Muhsin Ertuğrul (28 February 1892 – 29 April 1979), also known as Ertuğrul Muhsin Bey, was a Turkish actor and director.

==Life==
His mother, Fatma Dilruh Verdrich was of German descent. His father was Hüseyin Hüsnü Paşa. Muhsin Ertuğrul made important contributions to Turkish cinema and to the westernisation of Turkish theatre, moving it away from its traditional forms. His first performance in theatre was in 1909 with the role of "Bob" in Sherlock Holmes by Arthur Conan Doyle. He ran the Darülbedayi Theatre in Istanbul from its opening in 1914. In 1932, He directed the first Turkish sound film "Bir Millet Uyanıyor" alongside Atıf Kaftan and Naşit Özcan.

He married Neyyire Neyir (née Münire Eyüp) in 1929, one of the first ever Turkish actresses, who debuted in the 1923 film Ateşten Gömlek, directed by himself. The marriage lasted until Neyyire's death in 1943. Ertuğrul then married Handan Uran (born 1927) in 1950. A stage actress, she starred in her only film, the 1953 Halıcı Kız, the first Turkish colour film, once again directed by Ertuğrul himself. She survived her husband's death in 1979.

==Death==
Ertuğrul died of a heart attack on 29 April 1979, at the age of 87, while in İzmir following the honorary doctorate ceremony. He was buried in Zincirlikuyu Cemetery in Istanbul.

==Awards==
Muhsin Ertuğrul was awarded an honorary doctorate by Ege University on 23 April 1979 in recognition of his contributions to the theatre and cinema of Turkey.

==Legacy==
Three theatres in Turkey are named in his honour: the Harbiye Muhsin Ertuğrul Stage and Bahçeşehir Muhsin Ertuğrul Theatre in Istanbul and the Muhsin Ertuğrul Stage in Ankara.

== Filmography ==

===Director===
- Halıcı Kız (1953) (The Carpetmaker Girl)
- Evli mi bekar mı (1951)
- Kızılırmak karakoyun (1946)
- Yayla kartalı (1945) (The Plateau Eagle)
- Kıskanç (1942) (The Jealous One)
- Kahveci güzeli (1941) (The Handsome Coffee Shop-Keeper)
- Akasya palas (1940)

Stated task A »
Set down, word for word, the part of the Muhsin Ertuğrul biography that opens with the words containing "- Kızılırmak karakoyun" and closes with "Akasya palas (1940)".
Stated task B »
Answer these from the Muhsin Ertuğrul biography:
(i) In what year was his first theatre performance?
(ii) Which university gave him an honorary doctorate?
(iii) In which cemetery was he buried?
Rely on the Muhsin Ertuğrul biography alone, not on the listing or outside knowledge.

Data segment »
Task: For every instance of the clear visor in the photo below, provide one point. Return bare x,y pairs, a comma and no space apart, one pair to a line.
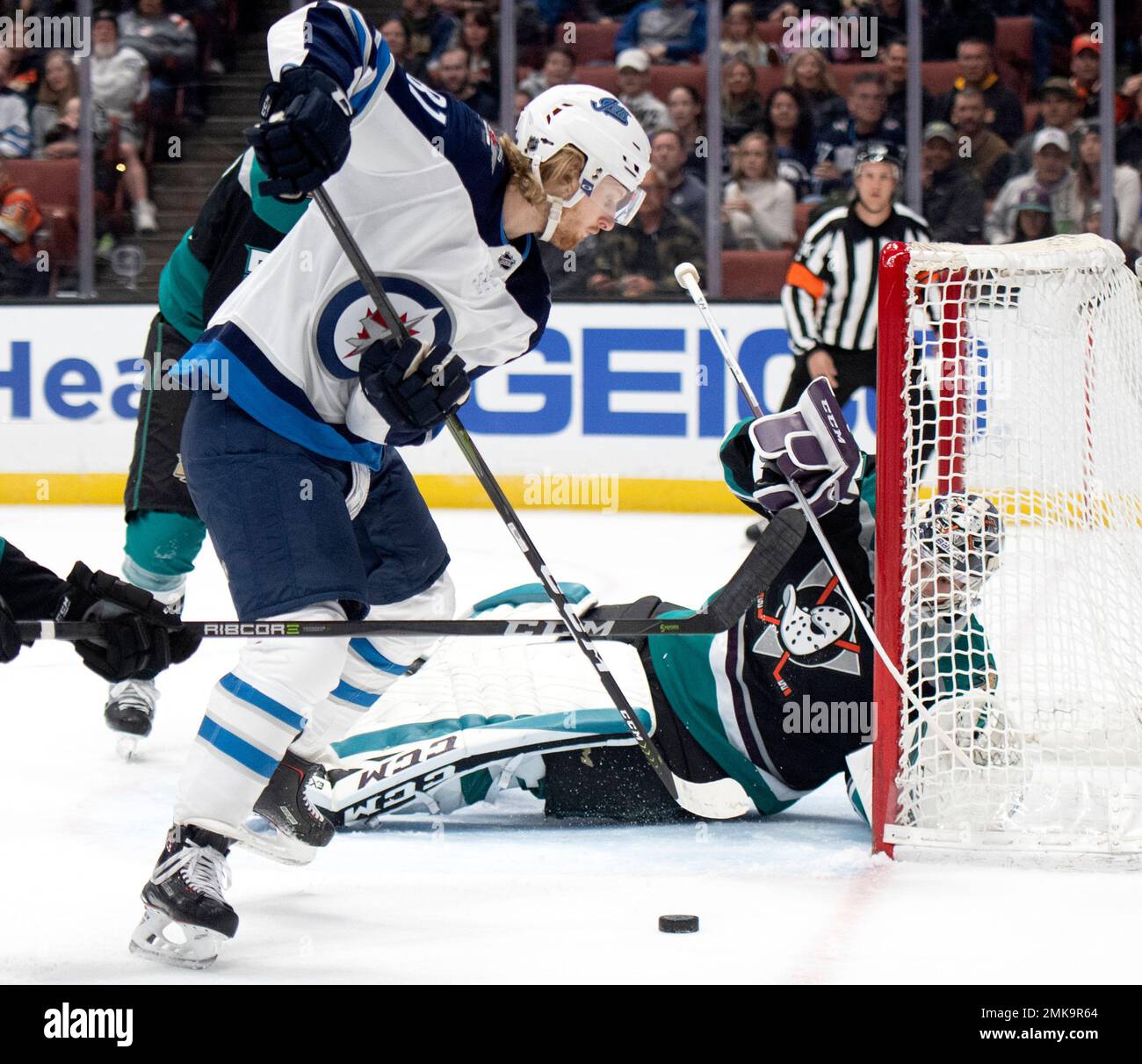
611,199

Task output A »
- Kızılırmak karakoyun (1946)
- Yayla kartalı (1945) (The Plateau Eagle)
- Kıskanç (1942) (The Jealous One)
- Kahveci güzeli (1941) (The Handsome Coffee Shop-Keeper)
- Akasya palas (1940)

Task output B »
(i) 1909
(ii) Ege University
(iii) Zincirlikuyu Cemetery in Istanbul